The task
There is one span to output from the data below: the lines starting at the line with "Target: wheel well" and ending at the line with "of the stacked". Output it exactly, ends included, nothing more.

Data
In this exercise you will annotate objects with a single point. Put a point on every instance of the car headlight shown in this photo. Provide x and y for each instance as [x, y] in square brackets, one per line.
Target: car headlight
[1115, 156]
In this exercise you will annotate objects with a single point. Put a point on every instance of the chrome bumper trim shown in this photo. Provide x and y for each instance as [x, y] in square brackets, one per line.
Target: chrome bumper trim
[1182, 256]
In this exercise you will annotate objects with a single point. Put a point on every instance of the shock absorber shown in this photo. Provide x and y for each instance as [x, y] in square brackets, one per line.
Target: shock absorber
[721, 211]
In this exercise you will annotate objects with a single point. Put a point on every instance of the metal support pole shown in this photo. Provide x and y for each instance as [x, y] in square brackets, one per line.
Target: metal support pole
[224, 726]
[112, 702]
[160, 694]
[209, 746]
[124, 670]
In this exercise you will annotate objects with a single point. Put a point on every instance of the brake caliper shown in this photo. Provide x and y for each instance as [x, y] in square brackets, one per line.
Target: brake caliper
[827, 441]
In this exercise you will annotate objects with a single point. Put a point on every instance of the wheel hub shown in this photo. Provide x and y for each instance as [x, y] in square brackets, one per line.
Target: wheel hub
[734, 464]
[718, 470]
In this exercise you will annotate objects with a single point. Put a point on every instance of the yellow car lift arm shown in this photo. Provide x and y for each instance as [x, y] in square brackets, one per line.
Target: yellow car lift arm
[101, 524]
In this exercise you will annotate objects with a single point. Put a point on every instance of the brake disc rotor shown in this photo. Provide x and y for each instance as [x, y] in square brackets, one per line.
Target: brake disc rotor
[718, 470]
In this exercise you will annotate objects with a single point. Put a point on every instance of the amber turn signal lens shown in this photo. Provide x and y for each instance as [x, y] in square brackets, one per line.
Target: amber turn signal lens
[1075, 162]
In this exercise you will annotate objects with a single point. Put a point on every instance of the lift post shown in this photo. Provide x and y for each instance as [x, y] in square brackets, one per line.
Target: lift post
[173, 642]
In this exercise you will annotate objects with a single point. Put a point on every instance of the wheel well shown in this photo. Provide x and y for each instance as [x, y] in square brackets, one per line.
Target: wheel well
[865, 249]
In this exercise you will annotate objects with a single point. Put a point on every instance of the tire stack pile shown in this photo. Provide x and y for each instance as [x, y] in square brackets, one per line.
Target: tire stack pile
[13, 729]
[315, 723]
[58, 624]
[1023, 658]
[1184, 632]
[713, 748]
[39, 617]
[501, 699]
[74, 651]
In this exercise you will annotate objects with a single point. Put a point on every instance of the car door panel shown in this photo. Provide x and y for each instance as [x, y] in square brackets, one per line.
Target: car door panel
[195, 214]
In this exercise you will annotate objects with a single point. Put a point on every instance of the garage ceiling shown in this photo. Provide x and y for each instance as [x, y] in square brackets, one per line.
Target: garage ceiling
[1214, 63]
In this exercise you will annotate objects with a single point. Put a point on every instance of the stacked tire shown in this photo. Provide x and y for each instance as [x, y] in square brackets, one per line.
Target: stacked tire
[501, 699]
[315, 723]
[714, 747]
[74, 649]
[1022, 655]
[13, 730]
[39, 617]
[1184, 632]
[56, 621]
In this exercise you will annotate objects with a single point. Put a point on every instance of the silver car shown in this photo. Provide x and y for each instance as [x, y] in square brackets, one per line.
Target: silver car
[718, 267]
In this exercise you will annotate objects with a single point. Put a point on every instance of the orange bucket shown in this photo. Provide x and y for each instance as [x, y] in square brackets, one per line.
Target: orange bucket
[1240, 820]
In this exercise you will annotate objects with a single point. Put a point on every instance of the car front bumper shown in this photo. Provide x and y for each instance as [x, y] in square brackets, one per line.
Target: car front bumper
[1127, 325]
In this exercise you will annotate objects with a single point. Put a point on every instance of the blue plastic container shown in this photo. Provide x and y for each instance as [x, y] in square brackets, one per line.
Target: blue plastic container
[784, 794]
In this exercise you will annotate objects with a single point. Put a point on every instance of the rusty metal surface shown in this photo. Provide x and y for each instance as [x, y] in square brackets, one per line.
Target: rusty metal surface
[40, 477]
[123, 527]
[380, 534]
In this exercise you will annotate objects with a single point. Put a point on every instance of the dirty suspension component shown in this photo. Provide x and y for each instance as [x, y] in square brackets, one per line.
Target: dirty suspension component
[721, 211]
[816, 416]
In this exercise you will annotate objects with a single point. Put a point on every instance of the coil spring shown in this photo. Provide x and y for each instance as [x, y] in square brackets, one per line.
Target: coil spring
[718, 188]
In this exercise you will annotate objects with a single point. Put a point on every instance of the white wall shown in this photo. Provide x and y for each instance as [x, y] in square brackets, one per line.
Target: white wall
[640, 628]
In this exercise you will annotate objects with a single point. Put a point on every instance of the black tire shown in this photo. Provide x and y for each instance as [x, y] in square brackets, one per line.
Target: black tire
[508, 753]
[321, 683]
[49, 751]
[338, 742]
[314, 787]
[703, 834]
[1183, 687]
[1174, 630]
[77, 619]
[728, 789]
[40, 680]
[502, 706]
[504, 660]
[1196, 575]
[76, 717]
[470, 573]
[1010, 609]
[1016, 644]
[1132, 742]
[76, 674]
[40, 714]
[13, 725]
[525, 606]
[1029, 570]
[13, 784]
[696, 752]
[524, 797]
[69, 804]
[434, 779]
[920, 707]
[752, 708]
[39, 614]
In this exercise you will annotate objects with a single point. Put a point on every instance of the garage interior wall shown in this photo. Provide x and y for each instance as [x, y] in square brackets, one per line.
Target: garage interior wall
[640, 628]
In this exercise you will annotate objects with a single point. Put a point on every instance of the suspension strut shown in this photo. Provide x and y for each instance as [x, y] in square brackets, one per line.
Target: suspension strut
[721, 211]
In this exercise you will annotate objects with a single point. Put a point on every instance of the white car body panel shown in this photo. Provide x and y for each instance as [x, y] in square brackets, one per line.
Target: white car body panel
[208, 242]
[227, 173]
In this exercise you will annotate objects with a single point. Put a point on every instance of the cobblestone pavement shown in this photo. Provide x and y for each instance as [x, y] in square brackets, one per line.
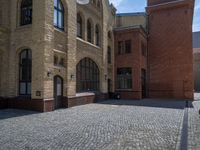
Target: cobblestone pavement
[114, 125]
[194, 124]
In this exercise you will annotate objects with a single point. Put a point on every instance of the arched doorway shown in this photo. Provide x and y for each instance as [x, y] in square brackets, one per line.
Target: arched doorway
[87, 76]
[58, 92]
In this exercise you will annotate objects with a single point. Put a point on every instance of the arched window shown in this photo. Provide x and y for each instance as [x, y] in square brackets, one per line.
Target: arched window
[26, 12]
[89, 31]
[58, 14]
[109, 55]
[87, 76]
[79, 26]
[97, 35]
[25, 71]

==

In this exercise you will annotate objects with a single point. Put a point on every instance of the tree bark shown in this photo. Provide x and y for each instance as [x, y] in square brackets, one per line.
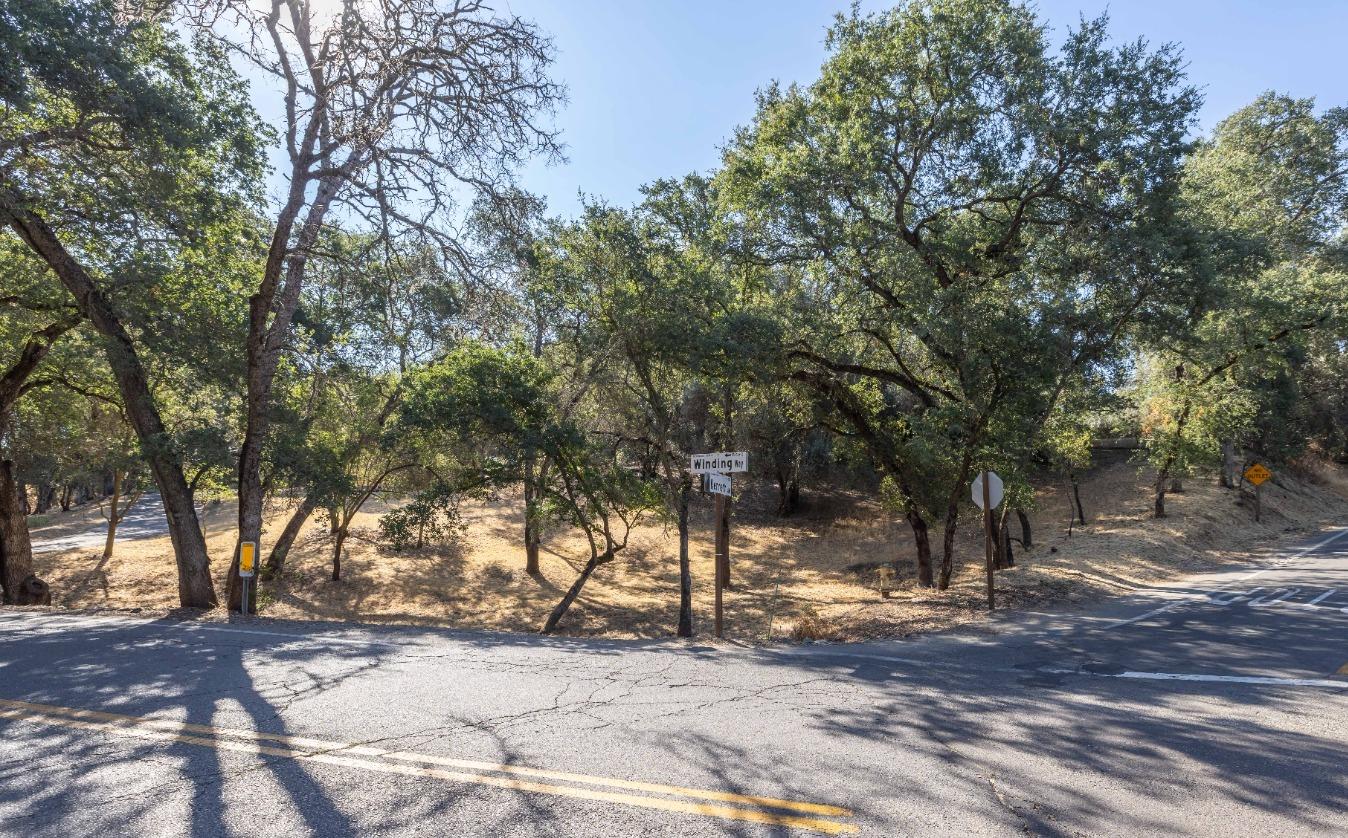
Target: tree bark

---

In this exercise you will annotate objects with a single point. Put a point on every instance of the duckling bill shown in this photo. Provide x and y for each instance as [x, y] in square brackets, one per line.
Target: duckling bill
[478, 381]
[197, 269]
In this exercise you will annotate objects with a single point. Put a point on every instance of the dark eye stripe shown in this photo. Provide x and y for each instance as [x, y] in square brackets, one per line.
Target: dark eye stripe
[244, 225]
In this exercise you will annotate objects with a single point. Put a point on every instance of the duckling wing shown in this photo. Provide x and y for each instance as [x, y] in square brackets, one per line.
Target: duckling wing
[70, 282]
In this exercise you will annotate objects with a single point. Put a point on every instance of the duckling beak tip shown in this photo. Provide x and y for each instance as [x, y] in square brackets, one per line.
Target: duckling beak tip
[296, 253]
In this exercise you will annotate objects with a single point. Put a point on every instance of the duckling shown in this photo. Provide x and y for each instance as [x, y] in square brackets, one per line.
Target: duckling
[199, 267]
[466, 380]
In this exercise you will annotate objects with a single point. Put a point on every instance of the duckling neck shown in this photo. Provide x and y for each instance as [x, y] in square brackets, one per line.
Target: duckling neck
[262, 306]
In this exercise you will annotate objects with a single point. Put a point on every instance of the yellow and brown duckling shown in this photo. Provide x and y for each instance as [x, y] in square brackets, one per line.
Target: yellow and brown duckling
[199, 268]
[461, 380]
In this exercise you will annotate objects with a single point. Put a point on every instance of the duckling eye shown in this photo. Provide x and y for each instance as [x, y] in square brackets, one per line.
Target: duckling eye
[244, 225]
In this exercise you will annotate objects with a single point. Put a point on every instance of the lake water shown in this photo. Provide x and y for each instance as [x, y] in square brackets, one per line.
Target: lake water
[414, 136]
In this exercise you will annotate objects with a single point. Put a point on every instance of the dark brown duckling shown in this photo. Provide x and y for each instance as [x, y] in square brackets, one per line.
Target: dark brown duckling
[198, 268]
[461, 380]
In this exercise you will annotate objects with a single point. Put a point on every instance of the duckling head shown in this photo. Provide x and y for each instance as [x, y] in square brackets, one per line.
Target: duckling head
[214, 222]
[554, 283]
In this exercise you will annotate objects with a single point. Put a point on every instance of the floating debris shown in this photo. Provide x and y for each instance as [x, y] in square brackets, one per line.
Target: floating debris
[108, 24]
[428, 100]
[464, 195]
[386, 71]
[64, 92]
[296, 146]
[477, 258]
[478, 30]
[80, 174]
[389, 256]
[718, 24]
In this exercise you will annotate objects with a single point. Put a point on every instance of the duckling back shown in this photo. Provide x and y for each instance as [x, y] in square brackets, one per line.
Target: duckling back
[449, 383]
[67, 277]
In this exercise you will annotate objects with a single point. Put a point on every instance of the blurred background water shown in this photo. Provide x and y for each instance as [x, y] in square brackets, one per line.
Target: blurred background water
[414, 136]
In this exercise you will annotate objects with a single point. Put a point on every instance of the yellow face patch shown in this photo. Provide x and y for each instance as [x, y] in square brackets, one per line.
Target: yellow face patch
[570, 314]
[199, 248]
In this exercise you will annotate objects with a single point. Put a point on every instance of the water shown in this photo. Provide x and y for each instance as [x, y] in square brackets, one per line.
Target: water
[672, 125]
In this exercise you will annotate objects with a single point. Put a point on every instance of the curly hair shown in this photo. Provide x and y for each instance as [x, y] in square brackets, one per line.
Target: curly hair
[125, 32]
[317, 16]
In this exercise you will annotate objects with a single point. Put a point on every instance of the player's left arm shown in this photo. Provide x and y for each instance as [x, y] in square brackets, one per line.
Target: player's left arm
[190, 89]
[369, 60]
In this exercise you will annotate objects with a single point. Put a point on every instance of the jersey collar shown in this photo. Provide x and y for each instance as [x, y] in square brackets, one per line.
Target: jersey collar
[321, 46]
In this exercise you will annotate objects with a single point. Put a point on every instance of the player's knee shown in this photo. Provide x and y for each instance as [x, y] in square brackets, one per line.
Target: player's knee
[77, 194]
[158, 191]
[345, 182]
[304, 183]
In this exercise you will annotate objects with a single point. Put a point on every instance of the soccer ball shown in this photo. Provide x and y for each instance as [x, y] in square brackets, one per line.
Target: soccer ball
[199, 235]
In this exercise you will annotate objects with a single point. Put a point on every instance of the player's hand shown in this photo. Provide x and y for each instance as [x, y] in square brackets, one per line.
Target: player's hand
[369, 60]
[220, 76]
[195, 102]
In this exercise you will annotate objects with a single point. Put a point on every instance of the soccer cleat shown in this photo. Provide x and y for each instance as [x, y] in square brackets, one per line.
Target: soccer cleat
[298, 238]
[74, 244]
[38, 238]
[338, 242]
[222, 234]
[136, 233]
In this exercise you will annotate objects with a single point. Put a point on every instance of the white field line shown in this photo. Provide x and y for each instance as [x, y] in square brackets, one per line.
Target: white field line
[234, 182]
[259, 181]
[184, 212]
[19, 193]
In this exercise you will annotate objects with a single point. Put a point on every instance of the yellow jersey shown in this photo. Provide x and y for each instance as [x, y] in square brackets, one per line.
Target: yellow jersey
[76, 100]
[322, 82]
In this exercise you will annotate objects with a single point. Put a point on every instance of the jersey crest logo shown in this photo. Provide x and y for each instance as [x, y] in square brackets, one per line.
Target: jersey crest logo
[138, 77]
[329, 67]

Response
Target: wheel well
[865, 249]
In this exercise you will annotate objects with a single point. Put a point on every instance of the tire stack pile shown in this photo. Provide x and y for each instance as [x, y] in square brackets, one per line.
Target: tire stack pile
[13, 729]
[315, 723]
[58, 624]
[1023, 658]
[1184, 632]
[713, 748]
[39, 617]
[501, 699]
[74, 651]
In this exercise you will annotate objects with a single point. Put a point on every instance of the car door panel shown in this photo. Provide x and y for each instance as [x, y] in square brackets, one per line.
Target: car door panel
[195, 214]
In this exercise you will annotate objects with a single point. Put a point on every instance of the garage ceiling shown in this photo. Provide x and y for each instance as [x, y] in square brackets, one per line.
Target: garage ceiling
[1214, 63]
In this exercise you will annotate objects with a single point. Put a point on every instance of the stacked tire shown in this photo. Provide x and y for each instance as [x, y] in square brackets, one per line.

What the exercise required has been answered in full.